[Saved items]
-- -- --

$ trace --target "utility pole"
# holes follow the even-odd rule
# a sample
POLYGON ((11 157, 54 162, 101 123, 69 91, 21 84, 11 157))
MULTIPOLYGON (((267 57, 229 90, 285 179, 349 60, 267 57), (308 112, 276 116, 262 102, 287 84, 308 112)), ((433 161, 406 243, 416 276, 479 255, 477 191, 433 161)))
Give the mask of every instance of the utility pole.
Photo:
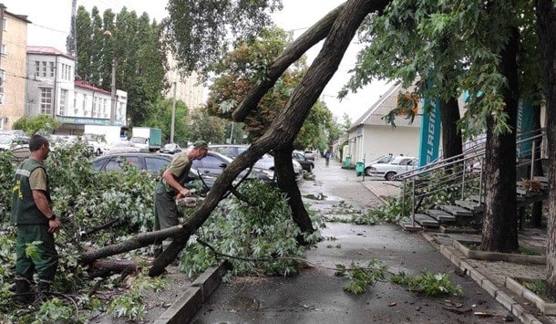
POLYGON ((172 99, 172 121, 170 127, 170 142, 174 142, 174 127, 176 126, 176 87, 178 83, 174 81, 174 99, 172 99))

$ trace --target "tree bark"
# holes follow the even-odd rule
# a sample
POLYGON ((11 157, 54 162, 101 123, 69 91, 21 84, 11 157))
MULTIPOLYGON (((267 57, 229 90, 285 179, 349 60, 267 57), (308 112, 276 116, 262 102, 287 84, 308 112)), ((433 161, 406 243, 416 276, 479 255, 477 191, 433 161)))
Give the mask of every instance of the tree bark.
POLYGON ((518 88, 519 32, 512 30, 508 44, 500 53, 500 69, 506 79, 503 89, 504 111, 508 114, 510 132, 494 132, 495 120, 487 117, 485 155, 485 215, 480 249, 503 253, 516 252, 518 214, 516 198, 516 125, 519 104, 518 88))
MULTIPOLYGON (((531 136, 541 135, 541 105, 535 104, 533 106, 533 130, 537 130, 531 136)), ((542 171, 542 160, 541 160, 541 145, 542 145, 542 138, 539 137, 534 141, 535 152, 531 152, 533 157, 533 170, 534 176, 544 176, 542 171)), ((532 227, 541 228, 542 225, 542 201, 533 204, 533 207, 530 212, 530 225, 532 227)))
POLYGON ((160 275, 185 247, 187 240, 193 231, 206 221, 222 195, 221 189, 219 188, 220 183, 231 183, 242 169, 253 164, 271 149, 284 150, 293 142, 311 107, 316 102, 321 92, 338 68, 357 27, 373 7, 372 3, 368 0, 347 1, 326 37, 323 48, 292 94, 285 108, 280 111, 267 131, 243 154, 238 156, 219 176, 204 204, 183 225, 182 235, 174 237, 170 246, 155 260, 149 271, 149 276, 160 275))
POLYGON ((541 70, 546 99, 546 132, 549 163, 549 221, 546 245, 548 293, 556 296, 556 8, 552 0, 537 0, 541 70))
MULTIPOLYGON (((90 264, 96 259, 147 246, 171 236, 174 238, 172 243, 155 260, 149 271, 149 275, 151 277, 163 273, 165 267, 185 247, 189 237, 202 225, 221 197, 232 188, 232 181, 242 170, 254 164, 263 154, 271 150, 281 152, 287 151, 286 148, 291 147, 311 107, 316 102, 324 88, 337 70, 340 61, 363 19, 369 12, 383 10, 388 3, 389 0, 349 0, 345 3, 329 32, 323 48, 293 91, 286 107, 273 121, 269 130, 243 154, 238 156, 226 167, 217 178, 203 204, 186 222, 166 230, 144 233, 120 244, 84 253, 80 256, 80 261, 84 264, 90 264)), ((308 48, 306 47, 306 49, 308 48)), ((284 69, 296 59, 291 58, 294 56, 289 56, 291 50, 293 49, 290 47, 281 56, 290 57, 289 61, 286 59, 283 62, 284 69), (287 62, 289 64, 285 65, 287 62)), ((278 61, 281 61, 280 58, 278 61)), ((258 84, 256 87, 263 86, 258 84)), ((239 120, 235 117, 234 119, 239 120)), ((289 159, 291 160, 291 156, 289 159)), ((293 199, 296 199, 295 193, 293 193, 293 199)))
MULTIPOLYGON (((311 234, 314 232, 309 214, 304 206, 304 202, 299 192, 297 183, 293 178, 293 166, 292 164, 292 145, 284 149, 274 150, 274 172, 278 176, 278 188, 285 193, 290 198, 292 207, 292 217, 293 222, 301 228, 304 233, 311 234)), ((298 242, 304 244, 302 237, 298 237, 298 242)))
MULTIPOLYGON (((369 8, 367 13, 382 12, 390 0, 376 0, 369 1, 369 8)), ((261 99, 266 92, 273 88, 276 80, 282 76, 293 62, 295 62, 309 48, 323 40, 330 32, 333 24, 336 20, 339 13, 344 9, 345 4, 338 5, 332 10, 321 20, 314 24, 311 28, 305 31, 295 41, 293 41, 274 61, 267 70, 264 78, 259 78, 254 87, 252 87, 242 102, 232 113, 232 118, 235 121, 243 121, 249 112, 257 108, 261 99)))
POLYGON ((459 106, 457 98, 450 98, 440 104, 440 122, 442 123, 442 152, 443 158, 460 155, 463 152, 461 131, 458 128, 459 120, 459 106))

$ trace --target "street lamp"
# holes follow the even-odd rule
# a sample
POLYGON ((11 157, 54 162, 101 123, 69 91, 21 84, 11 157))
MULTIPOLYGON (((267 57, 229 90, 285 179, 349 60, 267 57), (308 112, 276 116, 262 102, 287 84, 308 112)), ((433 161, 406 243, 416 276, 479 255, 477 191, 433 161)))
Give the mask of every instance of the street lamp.
MULTIPOLYGON (((107 37, 112 36, 112 32, 105 30, 102 33, 107 37)), ((116 58, 112 54, 112 82, 110 83, 110 125, 114 125, 116 120, 116 58)))

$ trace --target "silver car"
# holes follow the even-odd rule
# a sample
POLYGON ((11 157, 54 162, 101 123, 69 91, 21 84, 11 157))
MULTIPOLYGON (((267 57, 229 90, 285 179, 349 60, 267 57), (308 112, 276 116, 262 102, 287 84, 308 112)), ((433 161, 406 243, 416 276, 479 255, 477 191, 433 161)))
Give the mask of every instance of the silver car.
POLYGON ((412 156, 396 156, 387 163, 375 163, 368 168, 367 175, 384 177, 394 181, 399 173, 413 170, 417 165, 417 159, 412 156))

-- -- --

Given problem: Return all of the data above word for word, leaving out any pictures.

Solution to this problem:
$ trace --target "utility pole"
# holes follow the even-odd rule
# a sample
POLYGON ((11 157, 54 162, 101 123, 69 91, 21 84, 11 157))
MULTIPOLYGON (((267 57, 229 90, 285 179, 349 60, 267 57), (308 112, 276 116, 262 102, 287 84, 308 112)), ((433 161, 406 243, 416 276, 479 255, 477 191, 433 161)))
Give the mask of every instance of the utility pole.
Photo:
POLYGON ((172 99, 172 121, 170 127, 170 142, 174 142, 174 127, 176 126, 176 87, 178 83, 174 81, 174 99, 172 99))

$ trace --target "tree bark"
# holes follow the even-odd rule
# a sample
POLYGON ((11 157, 54 162, 101 123, 69 91, 21 84, 11 157))
MULTIPOLYGON (((267 57, 229 90, 285 179, 349 60, 267 57), (308 112, 276 116, 262 102, 287 84, 308 112)), ((433 161, 406 243, 416 276, 479 255, 477 191, 433 161)))
Give the mask of every instance of the tree bark.
POLYGON ((518 88, 519 32, 512 30, 508 44, 500 53, 500 69, 506 79, 503 89, 504 111, 508 114, 510 132, 494 132, 495 120, 487 117, 485 155, 485 215, 480 249, 503 253, 516 252, 518 214, 516 198, 516 125, 519 104, 518 88))
MULTIPOLYGON (((531 136, 541 135, 541 105, 535 104, 533 106, 533 130, 537 130, 531 136)), ((542 171, 542 160, 541 160, 541 145, 542 145, 542 138, 539 137, 534 141, 535 152, 531 152, 533 157, 533 170, 534 176, 544 176, 542 171)), ((532 227, 541 228, 542 225, 542 201, 533 204, 533 207, 530 212, 530 225, 532 227)))
POLYGON ((160 275, 185 247, 187 240, 193 231, 206 221, 222 195, 221 189, 219 188, 220 183, 231 183, 242 169, 253 164, 271 149, 284 150, 293 142, 311 107, 316 102, 321 92, 338 68, 357 27, 373 7, 372 3, 368 0, 347 1, 326 37, 323 48, 292 94, 285 108, 280 111, 267 131, 243 154, 238 156, 219 176, 204 204, 183 225, 182 235, 174 237, 170 246, 155 260, 149 271, 149 276, 160 275))
POLYGON ((541 70, 546 99, 546 132, 549 163, 549 221, 546 245, 548 293, 556 296, 556 8, 552 0, 537 0, 541 70))
MULTIPOLYGON (((90 264, 96 259, 147 246, 171 236, 174 238, 172 243, 155 260, 149 271, 149 275, 151 277, 163 273, 165 267, 185 247, 189 237, 202 225, 221 197, 232 188, 232 181, 242 170, 254 164, 263 154, 271 150, 281 152, 287 151, 286 148, 291 147, 311 107, 316 102, 324 88, 337 70, 340 61, 363 19, 369 12, 383 10, 388 3, 389 0, 349 0, 345 3, 329 32, 323 48, 293 91, 286 107, 273 121, 269 130, 243 154, 238 156, 226 167, 217 178, 203 204, 186 222, 166 230, 144 233, 120 244, 84 253, 80 256, 80 261, 84 264, 90 264)), ((308 48, 306 47, 306 49, 308 48)), ((284 69, 296 59, 291 58, 294 56, 289 56, 291 50, 293 49, 290 47, 281 56, 290 57, 289 61, 286 59, 283 62, 284 69), (287 62, 289 64, 285 65, 287 62)), ((278 61, 281 61, 280 58, 278 61)), ((258 84, 256 87, 263 86, 258 84)), ((239 120, 235 117, 234 119, 239 120)), ((289 159, 291 160, 291 156, 289 159)), ((293 199, 296 199, 295 193, 293 193, 293 199)))
MULTIPOLYGON (((311 234, 314 232, 309 214, 304 206, 304 202, 299 192, 297 183, 293 178, 293 166, 292 164, 292 145, 284 149, 274 150, 274 172, 278 176, 278 188, 285 193, 290 198, 292 207, 292 217, 293 222, 301 228, 304 233, 311 234)), ((298 242, 304 244, 302 237, 298 237, 298 242)))
MULTIPOLYGON (((369 8, 367 13, 382 12, 390 0, 376 0, 369 1, 369 8)), ((261 99, 266 92, 273 88, 276 80, 282 76, 293 62, 295 62, 309 48, 323 40, 330 32, 333 24, 336 20, 339 13, 344 9, 345 4, 338 5, 332 10, 321 20, 314 24, 311 28, 305 31, 295 41, 293 41, 274 61, 267 70, 264 78, 259 78, 254 87, 252 87, 242 102, 232 113, 232 118, 235 121, 243 121, 249 112, 257 108, 261 99)))
POLYGON ((459 106, 457 98, 450 98, 440 104, 440 122, 442 123, 442 152, 443 158, 460 155, 463 152, 461 131, 458 128, 459 120, 459 106))

$ trace --target "street lamp"
# holes follow the even-odd rule
# a sample
POLYGON ((11 157, 54 162, 101 123, 69 91, 21 84, 11 157))
MULTIPOLYGON (((267 57, 229 90, 285 179, 349 60, 267 57), (308 112, 276 116, 262 102, 287 84, 308 112)), ((433 161, 406 243, 416 276, 479 255, 477 191, 433 161)))
Give the mask of every instance of the street lamp.
MULTIPOLYGON (((107 37, 112 36, 112 32, 105 30, 102 33, 107 37)), ((116 58, 112 54, 112 82, 110 83, 110 125, 114 125, 116 120, 116 58)))

$ trace --target "silver car"
# holes follow the even-odd rule
# a sample
POLYGON ((11 157, 54 162, 101 123, 69 91, 21 84, 11 157))
MULTIPOLYGON (((267 57, 229 90, 285 179, 349 60, 267 57), (308 112, 276 116, 262 102, 287 84, 308 112)), ((433 161, 406 243, 416 276, 479 255, 477 191, 433 161)))
Give the mask of every instance of the silver car.
POLYGON ((412 156, 396 156, 387 163, 375 163, 368 168, 367 175, 384 177, 394 181, 399 173, 413 170, 417 165, 417 159, 412 156))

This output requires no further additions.